Pull out the stretch of the records below from the line containing "Drop a pin on the beach" through the very end, and repeat those lines word for word.

[Records from a dataset]
----------

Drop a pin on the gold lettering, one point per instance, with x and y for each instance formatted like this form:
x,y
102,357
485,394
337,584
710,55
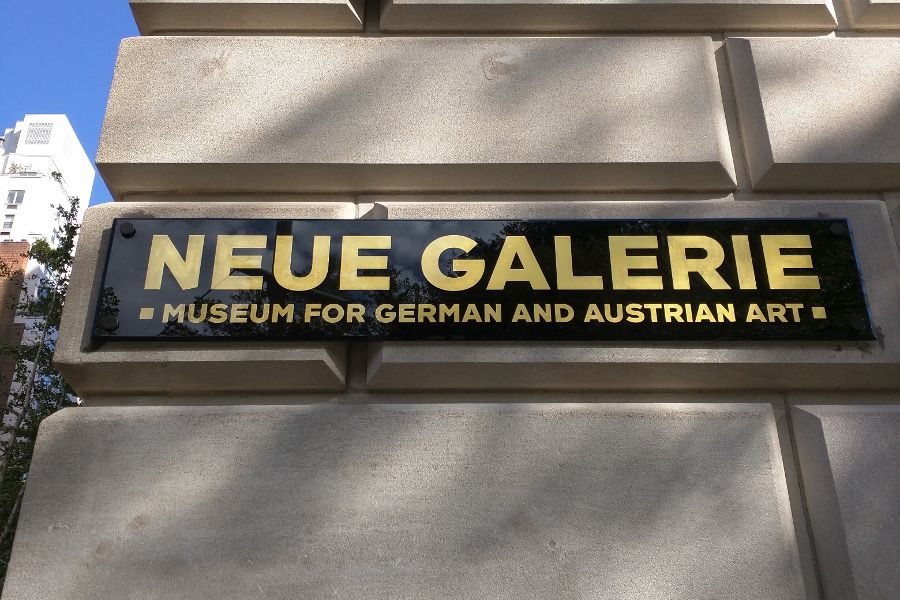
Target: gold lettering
x,y
744,262
776,262
285,312
226,262
593,314
516,246
258,317
239,313
318,270
565,277
470,270
173,312
218,313
185,270
622,263
356,313
352,262
707,267
384,313
635,314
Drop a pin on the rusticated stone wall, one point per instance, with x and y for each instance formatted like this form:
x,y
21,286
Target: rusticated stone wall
x,y
485,470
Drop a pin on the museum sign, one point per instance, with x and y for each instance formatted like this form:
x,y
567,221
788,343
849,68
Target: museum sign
x,y
612,280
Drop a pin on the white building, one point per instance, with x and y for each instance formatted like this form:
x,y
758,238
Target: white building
x,y
42,164
30,153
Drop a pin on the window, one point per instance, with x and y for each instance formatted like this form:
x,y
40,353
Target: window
x,y
39,133
15,197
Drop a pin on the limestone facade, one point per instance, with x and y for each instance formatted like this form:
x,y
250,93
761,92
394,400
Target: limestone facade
x,y
485,470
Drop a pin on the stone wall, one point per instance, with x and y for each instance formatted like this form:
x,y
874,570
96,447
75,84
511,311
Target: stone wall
x,y
485,470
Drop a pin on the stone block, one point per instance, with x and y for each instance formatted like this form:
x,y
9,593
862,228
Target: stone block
x,y
450,501
554,16
246,16
633,365
819,113
893,204
303,114
850,464
189,367
873,15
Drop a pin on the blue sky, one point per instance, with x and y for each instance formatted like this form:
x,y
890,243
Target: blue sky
x,y
59,57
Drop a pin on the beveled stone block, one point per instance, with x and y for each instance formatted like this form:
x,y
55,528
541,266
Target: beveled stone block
x,y
185,368
872,15
605,15
449,502
893,204
246,16
819,113
850,462
301,114
631,365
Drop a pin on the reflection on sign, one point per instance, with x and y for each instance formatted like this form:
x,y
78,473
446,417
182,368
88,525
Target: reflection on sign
x,y
766,279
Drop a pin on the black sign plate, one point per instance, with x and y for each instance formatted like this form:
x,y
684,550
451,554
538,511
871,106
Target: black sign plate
x,y
615,280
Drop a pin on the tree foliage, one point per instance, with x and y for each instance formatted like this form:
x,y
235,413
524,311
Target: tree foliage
x,y
38,390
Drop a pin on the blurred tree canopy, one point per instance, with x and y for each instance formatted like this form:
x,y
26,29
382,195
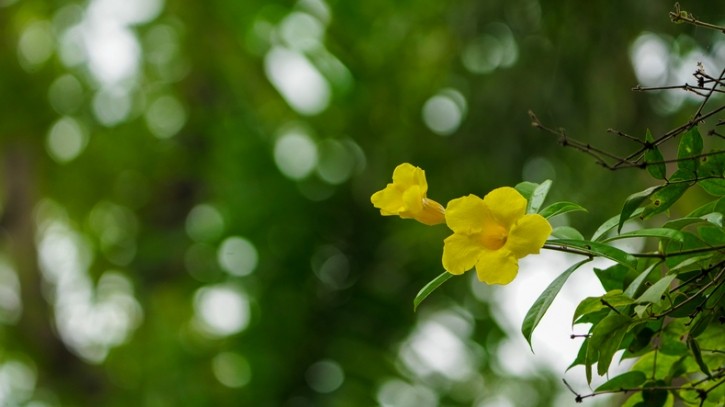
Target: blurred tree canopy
x,y
185,202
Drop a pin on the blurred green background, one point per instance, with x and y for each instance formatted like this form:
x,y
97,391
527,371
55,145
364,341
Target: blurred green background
x,y
185,199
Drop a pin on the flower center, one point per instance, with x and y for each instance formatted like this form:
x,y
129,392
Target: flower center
x,y
494,236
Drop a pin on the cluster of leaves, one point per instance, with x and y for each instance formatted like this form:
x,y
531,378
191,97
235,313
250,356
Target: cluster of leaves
x,y
664,307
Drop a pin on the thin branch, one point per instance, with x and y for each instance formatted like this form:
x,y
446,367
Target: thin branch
x,y
680,16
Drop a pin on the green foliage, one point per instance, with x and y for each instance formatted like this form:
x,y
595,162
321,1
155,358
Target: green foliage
x,y
429,288
541,305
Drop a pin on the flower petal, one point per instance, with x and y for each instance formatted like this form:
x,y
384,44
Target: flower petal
x,y
388,200
497,267
528,235
460,253
467,215
432,213
413,200
506,205
407,175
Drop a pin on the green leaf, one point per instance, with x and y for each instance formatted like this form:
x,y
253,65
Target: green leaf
x,y
538,197
653,395
429,288
605,340
695,349
610,223
664,198
653,158
559,208
633,287
713,236
591,305
682,223
713,165
662,233
613,277
566,232
633,202
541,305
653,294
526,189
598,249
624,381
689,148
703,210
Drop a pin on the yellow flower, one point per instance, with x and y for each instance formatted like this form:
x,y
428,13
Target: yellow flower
x,y
406,197
492,234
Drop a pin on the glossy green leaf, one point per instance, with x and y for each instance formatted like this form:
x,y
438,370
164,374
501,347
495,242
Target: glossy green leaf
x,y
633,202
611,223
654,294
541,305
712,235
681,223
613,277
538,197
654,159
711,173
594,304
634,286
702,210
429,288
566,232
559,208
605,340
697,354
664,198
598,249
713,186
661,233
689,149
526,189
654,395
624,381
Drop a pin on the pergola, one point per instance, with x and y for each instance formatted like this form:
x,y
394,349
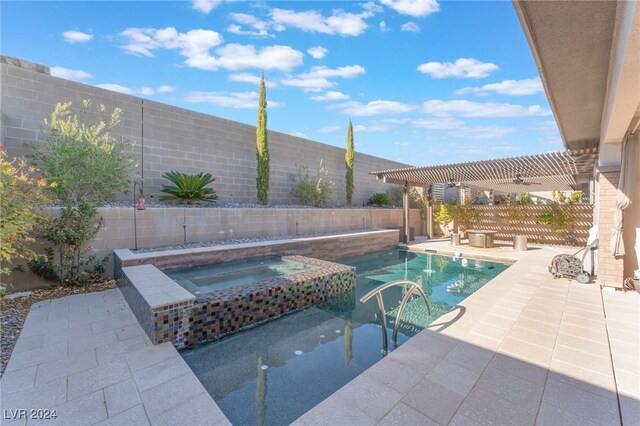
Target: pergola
x,y
553,171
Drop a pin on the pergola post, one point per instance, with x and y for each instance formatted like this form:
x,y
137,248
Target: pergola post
x,y
405,211
430,213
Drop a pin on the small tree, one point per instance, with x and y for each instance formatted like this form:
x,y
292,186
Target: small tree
x,y
465,214
188,189
83,158
262,146
89,166
348,159
514,214
22,194
396,194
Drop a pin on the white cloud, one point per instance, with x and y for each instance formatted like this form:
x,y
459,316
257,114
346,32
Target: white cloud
x,y
147,91
349,71
462,67
166,89
481,109
73,36
411,27
318,52
205,6
372,7
251,78
238,56
116,88
413,7
195,45
329,129
341,23
241,100
258,26
441,123
308,84
69,74
481,132
374,108
371,128
529,86
331,96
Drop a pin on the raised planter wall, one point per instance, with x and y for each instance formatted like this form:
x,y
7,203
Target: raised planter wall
x,y
328,247
158,227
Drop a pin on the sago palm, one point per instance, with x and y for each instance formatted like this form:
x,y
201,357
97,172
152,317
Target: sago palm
x,y
188,189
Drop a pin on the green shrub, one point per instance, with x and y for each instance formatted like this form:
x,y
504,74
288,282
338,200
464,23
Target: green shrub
x,y
262,147
68,261
396,192
311,190
188,189
380,199
348,160
22,195
443,213
86,165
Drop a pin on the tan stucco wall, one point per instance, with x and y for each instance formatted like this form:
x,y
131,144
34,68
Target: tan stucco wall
x,y
164,226
183,140
631,222
610,269
492,218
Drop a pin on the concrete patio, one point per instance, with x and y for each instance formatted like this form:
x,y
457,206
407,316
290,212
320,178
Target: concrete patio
x,y
87,358
524,349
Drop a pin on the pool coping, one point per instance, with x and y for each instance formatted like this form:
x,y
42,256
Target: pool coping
x,y
170,313
127,257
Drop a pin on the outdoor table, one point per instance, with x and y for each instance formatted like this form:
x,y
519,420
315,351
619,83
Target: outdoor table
x,y
481,237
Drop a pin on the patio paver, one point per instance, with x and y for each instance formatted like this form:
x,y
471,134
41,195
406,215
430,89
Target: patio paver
x,y
86,357
524,349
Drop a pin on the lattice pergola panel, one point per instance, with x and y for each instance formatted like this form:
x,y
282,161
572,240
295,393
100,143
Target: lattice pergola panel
x,y
540,172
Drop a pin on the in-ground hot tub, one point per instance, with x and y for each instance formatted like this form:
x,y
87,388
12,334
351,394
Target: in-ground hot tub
x,y
219,276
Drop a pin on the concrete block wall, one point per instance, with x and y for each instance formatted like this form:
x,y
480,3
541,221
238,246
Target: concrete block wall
x,y
490,218
179,139
610,269
164,226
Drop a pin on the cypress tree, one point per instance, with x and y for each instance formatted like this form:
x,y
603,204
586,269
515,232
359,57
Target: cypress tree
x,y
348,160
262,146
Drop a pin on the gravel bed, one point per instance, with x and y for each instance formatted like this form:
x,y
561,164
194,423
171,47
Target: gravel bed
x,y
247,240
152,204
13,312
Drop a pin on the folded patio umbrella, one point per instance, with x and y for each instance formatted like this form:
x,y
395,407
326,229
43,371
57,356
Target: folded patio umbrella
x,y
626,189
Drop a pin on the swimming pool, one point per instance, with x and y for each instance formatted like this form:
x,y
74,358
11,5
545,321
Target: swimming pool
x,y
274,373
220,276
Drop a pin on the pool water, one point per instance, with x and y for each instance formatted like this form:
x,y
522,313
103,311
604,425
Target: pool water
x,y
274,373
219,276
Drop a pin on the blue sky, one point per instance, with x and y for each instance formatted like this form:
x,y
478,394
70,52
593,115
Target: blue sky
x,y
424,82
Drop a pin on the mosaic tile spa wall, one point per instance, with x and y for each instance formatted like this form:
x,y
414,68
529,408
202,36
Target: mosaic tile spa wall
x,y
222,312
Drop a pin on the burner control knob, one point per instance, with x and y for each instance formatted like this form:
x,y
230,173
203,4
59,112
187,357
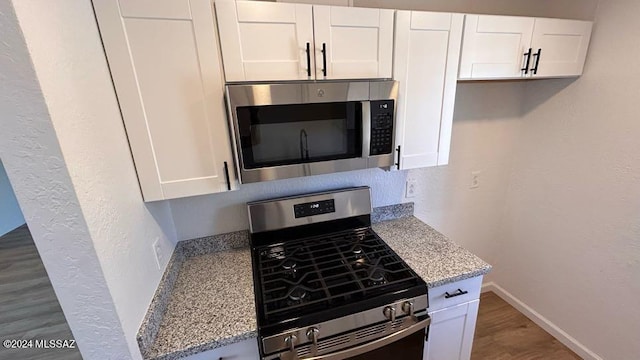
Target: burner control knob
x,y
390,313
291,341
407,307
312,335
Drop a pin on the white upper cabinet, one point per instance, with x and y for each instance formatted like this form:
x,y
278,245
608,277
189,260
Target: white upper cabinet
x,y
266,41
353,43
509,47
494,46
427,49
563,46
165,64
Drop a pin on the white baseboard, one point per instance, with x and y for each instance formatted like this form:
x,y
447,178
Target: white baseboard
x,y
541,321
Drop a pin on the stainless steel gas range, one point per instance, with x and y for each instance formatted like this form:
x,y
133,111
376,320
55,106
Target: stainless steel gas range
x,y
327,287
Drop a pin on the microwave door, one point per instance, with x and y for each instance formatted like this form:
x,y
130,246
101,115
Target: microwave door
x,y
366,129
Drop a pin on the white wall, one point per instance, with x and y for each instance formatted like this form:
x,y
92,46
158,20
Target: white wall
x,y
10,213
571,242
69,61
34,162
485,128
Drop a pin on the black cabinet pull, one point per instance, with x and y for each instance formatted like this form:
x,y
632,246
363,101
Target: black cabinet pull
x,y
226,174
308,60
527,61
534,71
324,59
457,293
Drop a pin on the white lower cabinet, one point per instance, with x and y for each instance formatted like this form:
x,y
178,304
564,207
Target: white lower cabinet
x,y
453,323
243,350
451,332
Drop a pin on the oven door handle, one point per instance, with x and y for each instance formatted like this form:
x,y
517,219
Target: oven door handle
x,y
422,321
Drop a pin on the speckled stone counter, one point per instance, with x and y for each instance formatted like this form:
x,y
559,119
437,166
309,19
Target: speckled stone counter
x,y
206,298
430,254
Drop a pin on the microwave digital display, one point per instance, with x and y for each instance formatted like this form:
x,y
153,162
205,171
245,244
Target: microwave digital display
x,y
314,208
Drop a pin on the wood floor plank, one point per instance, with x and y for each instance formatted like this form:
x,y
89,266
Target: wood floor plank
x,y
29,308
503,333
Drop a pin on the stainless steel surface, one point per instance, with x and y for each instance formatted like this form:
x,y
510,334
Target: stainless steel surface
x,y
291,342
328,329
278,213
390,313
356,345
303,93
366,128
407,307
312,335
299,170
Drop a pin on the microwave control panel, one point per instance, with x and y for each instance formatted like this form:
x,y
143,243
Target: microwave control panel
x,y
382,112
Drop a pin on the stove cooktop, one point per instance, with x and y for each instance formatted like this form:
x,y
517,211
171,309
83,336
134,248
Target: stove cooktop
x,y
304,281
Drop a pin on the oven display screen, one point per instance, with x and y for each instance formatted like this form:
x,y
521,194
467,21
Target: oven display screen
x,y
314,208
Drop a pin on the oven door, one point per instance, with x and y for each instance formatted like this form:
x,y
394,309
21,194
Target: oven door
x,y
405,344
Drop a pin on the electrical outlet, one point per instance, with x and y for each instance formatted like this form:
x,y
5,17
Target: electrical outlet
x,y
410,190
157,250
475,179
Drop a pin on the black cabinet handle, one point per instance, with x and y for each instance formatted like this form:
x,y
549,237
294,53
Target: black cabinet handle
x,y
324,59
534,71
457,293
308,60
527,61
226,174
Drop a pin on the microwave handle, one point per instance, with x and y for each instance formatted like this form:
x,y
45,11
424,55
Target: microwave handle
x,y
366,129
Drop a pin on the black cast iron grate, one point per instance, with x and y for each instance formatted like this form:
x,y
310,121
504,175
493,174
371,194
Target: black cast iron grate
x,y
317,273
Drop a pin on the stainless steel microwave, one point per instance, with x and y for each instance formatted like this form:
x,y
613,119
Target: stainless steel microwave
x,y
299,129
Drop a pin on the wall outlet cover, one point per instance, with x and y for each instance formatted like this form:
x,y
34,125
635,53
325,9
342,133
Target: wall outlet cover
x,y
410,190
157,251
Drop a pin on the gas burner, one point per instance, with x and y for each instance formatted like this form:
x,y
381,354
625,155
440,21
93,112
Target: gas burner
x,y
276,252
289,265
297,294
377,277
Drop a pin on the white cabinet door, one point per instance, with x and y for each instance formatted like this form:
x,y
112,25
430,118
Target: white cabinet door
x,y
357,42
427,49
451,332
265,41
243,350
166,69
563,46
494,47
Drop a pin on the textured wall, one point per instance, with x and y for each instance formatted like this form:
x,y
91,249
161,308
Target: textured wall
x,y
10,213
571,244
69,61
485,128
33,159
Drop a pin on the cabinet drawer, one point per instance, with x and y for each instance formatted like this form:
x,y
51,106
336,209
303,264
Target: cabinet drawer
x,y
438,298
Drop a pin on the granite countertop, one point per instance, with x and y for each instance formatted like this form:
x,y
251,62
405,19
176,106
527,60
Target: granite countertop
x,y
206,299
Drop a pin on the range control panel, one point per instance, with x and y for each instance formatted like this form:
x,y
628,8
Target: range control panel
x,y
381,127
314,208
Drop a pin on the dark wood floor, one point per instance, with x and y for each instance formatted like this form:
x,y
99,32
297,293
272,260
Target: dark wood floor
x,y
29,308
502,332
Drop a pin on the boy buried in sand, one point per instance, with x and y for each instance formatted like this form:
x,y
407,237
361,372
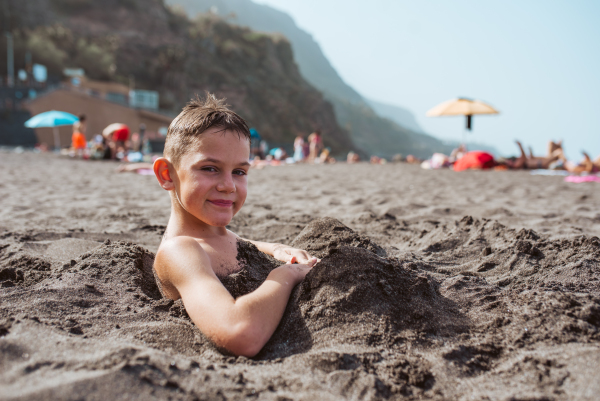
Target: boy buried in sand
x,y
205,168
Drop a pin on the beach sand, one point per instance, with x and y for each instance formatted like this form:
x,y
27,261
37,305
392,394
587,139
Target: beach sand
x,y
433,285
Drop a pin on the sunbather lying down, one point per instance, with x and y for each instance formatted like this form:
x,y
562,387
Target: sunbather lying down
x,y
555,154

----------

• **REPLY**:
Drop a pin on the beach sand, one point per instance, with x and y for each instance formatted like this form:
x,y
27,261
37,305
392,394
587,139
Target: beach sand
x,y
433,285
Drop a pin on the sunbather lying down, one point per instance, with x and y for each instance formatted like this form:
x,y
562,387
Target: sunbather lying down
x,y
555,154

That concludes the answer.